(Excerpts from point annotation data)
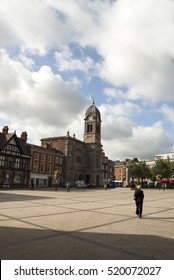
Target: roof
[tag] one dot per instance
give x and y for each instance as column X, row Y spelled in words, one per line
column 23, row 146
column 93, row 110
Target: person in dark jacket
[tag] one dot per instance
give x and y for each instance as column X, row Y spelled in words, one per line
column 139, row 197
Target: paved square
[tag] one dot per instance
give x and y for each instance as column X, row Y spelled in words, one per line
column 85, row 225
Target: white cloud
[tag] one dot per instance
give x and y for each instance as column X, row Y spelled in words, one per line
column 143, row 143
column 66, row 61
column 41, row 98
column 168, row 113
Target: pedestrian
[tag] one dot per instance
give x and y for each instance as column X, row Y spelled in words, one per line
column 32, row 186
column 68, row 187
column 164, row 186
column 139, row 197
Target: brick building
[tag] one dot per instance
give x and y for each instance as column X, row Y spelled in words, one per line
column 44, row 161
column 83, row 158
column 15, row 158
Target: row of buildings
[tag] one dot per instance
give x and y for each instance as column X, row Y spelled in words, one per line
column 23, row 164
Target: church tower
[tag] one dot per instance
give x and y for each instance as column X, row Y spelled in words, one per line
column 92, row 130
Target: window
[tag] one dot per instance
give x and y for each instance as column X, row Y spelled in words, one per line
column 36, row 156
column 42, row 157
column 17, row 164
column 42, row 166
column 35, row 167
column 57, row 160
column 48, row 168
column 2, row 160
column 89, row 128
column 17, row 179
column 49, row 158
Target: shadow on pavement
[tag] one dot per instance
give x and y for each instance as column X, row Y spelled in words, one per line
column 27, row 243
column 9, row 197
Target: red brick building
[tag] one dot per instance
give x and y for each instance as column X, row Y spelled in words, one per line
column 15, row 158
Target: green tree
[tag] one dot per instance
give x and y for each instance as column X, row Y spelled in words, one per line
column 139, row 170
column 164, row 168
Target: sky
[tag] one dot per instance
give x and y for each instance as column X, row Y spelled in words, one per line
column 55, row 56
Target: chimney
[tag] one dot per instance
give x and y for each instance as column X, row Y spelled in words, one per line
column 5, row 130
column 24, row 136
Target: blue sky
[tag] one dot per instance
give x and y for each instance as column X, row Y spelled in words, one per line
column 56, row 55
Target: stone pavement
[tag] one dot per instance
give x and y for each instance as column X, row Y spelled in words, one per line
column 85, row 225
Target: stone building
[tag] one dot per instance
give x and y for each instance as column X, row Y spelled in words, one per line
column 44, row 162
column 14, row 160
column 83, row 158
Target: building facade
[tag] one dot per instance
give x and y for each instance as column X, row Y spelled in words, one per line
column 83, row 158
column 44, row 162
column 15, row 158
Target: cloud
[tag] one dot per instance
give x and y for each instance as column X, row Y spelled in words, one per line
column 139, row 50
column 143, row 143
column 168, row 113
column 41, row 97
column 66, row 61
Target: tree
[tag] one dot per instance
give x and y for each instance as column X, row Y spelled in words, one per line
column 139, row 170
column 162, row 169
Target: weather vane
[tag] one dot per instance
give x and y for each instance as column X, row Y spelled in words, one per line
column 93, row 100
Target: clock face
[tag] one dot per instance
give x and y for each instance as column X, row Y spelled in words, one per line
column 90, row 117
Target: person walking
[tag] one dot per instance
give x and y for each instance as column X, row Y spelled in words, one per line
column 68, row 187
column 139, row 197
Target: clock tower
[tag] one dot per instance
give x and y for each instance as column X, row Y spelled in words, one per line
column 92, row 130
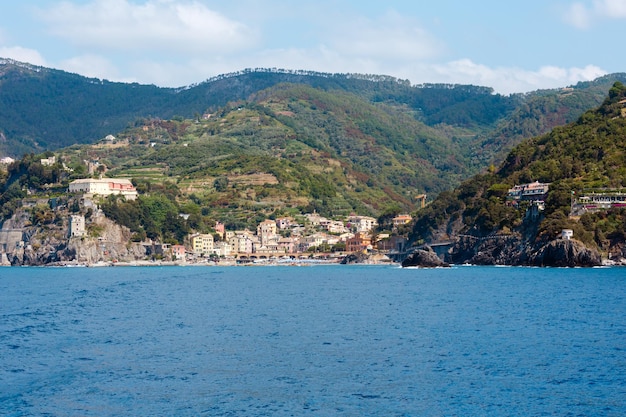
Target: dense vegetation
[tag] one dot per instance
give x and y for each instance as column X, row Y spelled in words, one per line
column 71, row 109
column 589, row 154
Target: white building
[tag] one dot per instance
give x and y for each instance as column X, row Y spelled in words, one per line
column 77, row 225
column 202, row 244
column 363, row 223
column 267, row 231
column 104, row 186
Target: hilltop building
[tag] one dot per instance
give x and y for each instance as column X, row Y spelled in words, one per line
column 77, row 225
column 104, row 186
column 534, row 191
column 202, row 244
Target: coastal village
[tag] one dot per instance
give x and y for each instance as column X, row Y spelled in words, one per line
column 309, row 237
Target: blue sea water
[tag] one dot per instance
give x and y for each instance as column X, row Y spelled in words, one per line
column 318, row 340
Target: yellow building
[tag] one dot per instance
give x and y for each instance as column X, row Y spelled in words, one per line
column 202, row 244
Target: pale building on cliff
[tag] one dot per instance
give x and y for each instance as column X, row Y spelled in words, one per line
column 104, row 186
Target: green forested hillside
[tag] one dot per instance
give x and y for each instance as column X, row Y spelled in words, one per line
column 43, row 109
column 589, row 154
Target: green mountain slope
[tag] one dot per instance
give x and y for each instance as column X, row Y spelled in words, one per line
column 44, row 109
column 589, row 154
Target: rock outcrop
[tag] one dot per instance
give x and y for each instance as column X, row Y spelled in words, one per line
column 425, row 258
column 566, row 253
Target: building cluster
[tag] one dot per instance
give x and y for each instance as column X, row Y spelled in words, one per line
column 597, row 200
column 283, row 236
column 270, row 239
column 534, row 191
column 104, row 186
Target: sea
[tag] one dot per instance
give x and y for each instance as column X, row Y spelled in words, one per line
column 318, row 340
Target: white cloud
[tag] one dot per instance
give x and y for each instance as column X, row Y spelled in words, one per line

▶ [REQUEST]: Lay out every line of the rows above as a numbered list, skipping any blank lines. Leave the pictures out.

▶ [RESPONSE TO THE EXERCISE]:
1. Target: roof
2. [tag] one dot per instance
3. give x and y for each instance as column X, row Y spelled in words, one per line
4. column 23, row 146
5. column 93, row 110
6. Target: person in dark jacket
7. [tag] one dot per instance
8. give x and y for each instance as column X, row Y spelled in words, one per line
9. column 139, row 197
10. Target: paved square
11. [tag] one dot per instance
12. give x and y for each instance as column X, row Y spelled in words, one per line
13. column 85, row 225
14. Target: white cloud
15. [tag] one dot per instance
16. give x and y for each instance as column X, row Y spelled in words, one per line
17. column 143, row 143
18. column 66, row 61
19. column 41, row 98
20. column 168, row 113
21. Target: pedestrian
22. [tag] one dot per instance
23. give x and y for each instance as column X, row Y spelled in words, one per line
24. column 32, row 186
25. column 68, row 187
26. column 164, row 186
27. column 139, row 197
28. Target: brick building
29. [tag] one dot per instance
30. give x and y for each instance as column X, row Y spelled in words, one per line
31. column 44, row 161
32. column 83, row 158
33. column 15, row 158
34. Target: row of buildings
35. [tag] one dot per instance
36. give x and y for each instance as column X, row Y spelled in words, one per line
37. column 23, row 164
38. Target: church tower
39. [tag] one dot per instance
40. give x and y for each instance as column X, row Y spelled in words, one per line
41. column 92, row 130
42. Target: window
43. [tag] one dot per instance
44. give x and y for each instance as column X, row Y spelled in words, one per line
45. column 36, row 156
46. column 42, row 157
47. column 17, row 164
48. column 42, row 166
49. column 35, row 167
50. column 57, row 160
51. column 48, row 168
52. column 2, row 160
53. column 89, row 128
54. column 17, row 179
55. column 49, row 158
56. Target: shadow on pavement
57. [tag] one dot per instance
58. give x and y for each instance as column X, row Y spelled in words, one per line
59. column 27, row 243
60. column 9, row 197
61. Target: red brick building
62. [tag] one dot per instance
63. give x and y for each instance as column X, row Y spelled in words, one per line
64. column 15, row 158
65. Target: green tree
66. [tag] one dot per instance
67. give x and y for each instance as column X, row Y spelled in words, one per line
68. column 139, row 170
69. column 164, row 168
70. Target: sky
71. [tag] one dot per instance
72. give x and y for each instance as column X, row Y spelled in words, one per line
73. column 55, row 56
74. Target: chimney
75. [tag] one dot per instance
76. give x and y for each instance as column X, row Y spelled in words, one per line
77. column 5, row 130
78. column 24, row 136
79. Target: blue sky
80. [tag] one dot per instance
81. give x and y for each instance as column X, row Y spelled in words, one per line
82. column 56, row 55
83. Target: stone pavement
84. [tag] one dot per instance
85. give x and y for each instance as column X, row Y spelled in words, one per line
86. column 85, row 225
87. Target: stone building
88. [tag] one dot per instance
89. give x and y for each instance as column X, row Y spelled in words, one per line
90. column 44, row 162
91. column 14, row 160
92. column 83, row 158
93. Target: building facade
94. [tag] one dot per instance
95. give x and y for each instance as column X, row Y spelled in words, one per line
96. column 83, row 158
97. column 44, row 162
98. column 15, row 158
99. Target: cloud
100. [tag] one dot per instance
101. give x and y for each instance as column X, row Y spelled in words, one per line
102. column 139, row 50
103. column 143, row 143
104. column 168, row 113
105. column 41, row 97
106. column 66, row 61
107. Target: tree
108. [tag] one dot per instance
109. give x and y for each instance as column X, row Y spelled in words, one per line
110. column 139, row 170
111. column 162, row 169
112. Target: weather vane
113. [tag] one dot per instance
114. give x and y for each instance as column X, row Y spelled in words, one per line
115. column 93, row 100
116. Target: clock face
117. [tag] one dot per instance
118. give x and y for each instance as column X, row Y spelled in words, one per line
119. column 90, row 117
120. Target: person walking
121. [tag] one dot per instance
122. give x and y for each instance as column X, row Y spelled in words, one per line
123. column 68, row 187
124. column 139, row 197
125. Target: clock tower
126. [tag] one dot per instance
127. give x and y for each instance as column X, row Y spelled in words, one per line
128. column 92, row 130
129. Target: dense vegetation
130. [tag] one dot per instance
131. give x and y for each instance as column X, row Y spelled in words, one per line
132. column 71, row 109
133. column 589, row 154
134. Target: white building
135. [tag] one dot per instance
136. give x and y for each instance as column X, row Y spelled in words, one per line
137. column 77, row 225
138. column 202, row 244
139. column 363, row 223
140. column 267, row 231
141. column 104, row 186
142. Target: hilltop building
143. [tag] one dot per instance
144. give x and y for each instance as column X, row Y spelled in words, one per line
145. column 77, row 225
146. column 104, row 186
147. column 534, row 191
148. column 202, row 244
149. Target: coastal village
150. [tag] one dot per instance
151. give x and y for each instance as column X, row Y spelled in words, one per line
152. column 309, row 237
153. Target: blue sea water
154. [tag] one dot per instance
155. give x and y for each instance as column X, row Y spelled in words, one per line
156. column 318, row 340
157. Target: yellow building
158. [tag] one dot per instance
159. give x and y for each instance as column X, row Y spelled in words, one per line
160. column 202, row 244
161. Target: pale building on cliff
162. [tag] one dot per instance
163. give x and y for each instance as column X, row Y spelled in words, one per line
164. column 104, row 186
165. Target: green forested hillside
166. [tag] one dot per instance
167. give x and y for each instance as column X, row Y spelled in words, one per line
168. column 43, row 109
169. column 589, row 154
170. Target: green mountain slope
171. [tag] one dot per instance
172. give x and y for each instance as column X, row Y spelled in words, one per line
173. column 44, row 109
174. column 589, row 154
175. Target: rock outcrop
176. [tag] one dot per instance
177. give x and y for each instance as column X, row Y spelled in words, one per line
178. column 425, row 258
179. column 566, row 253
180. Target: building cluster
181. [tag] one dot per instance
182. give x and y for each instance as column X, row Y spelled in words, one per line
183. column 597, row 200
184. column 283, row 236
185. column 270, row 239
186. column 534, row 191
187. column 104, row 186
188. Target: sea
189. [tag] one dot per instance
190. give x and y for each instance as column X, row Y spelled in words, one per line
191. column 318, row 340
192. Target: white cloud
193. [tag] one dot per instance
194. give x and y for each instance as column X, row Y spelled in words, one per line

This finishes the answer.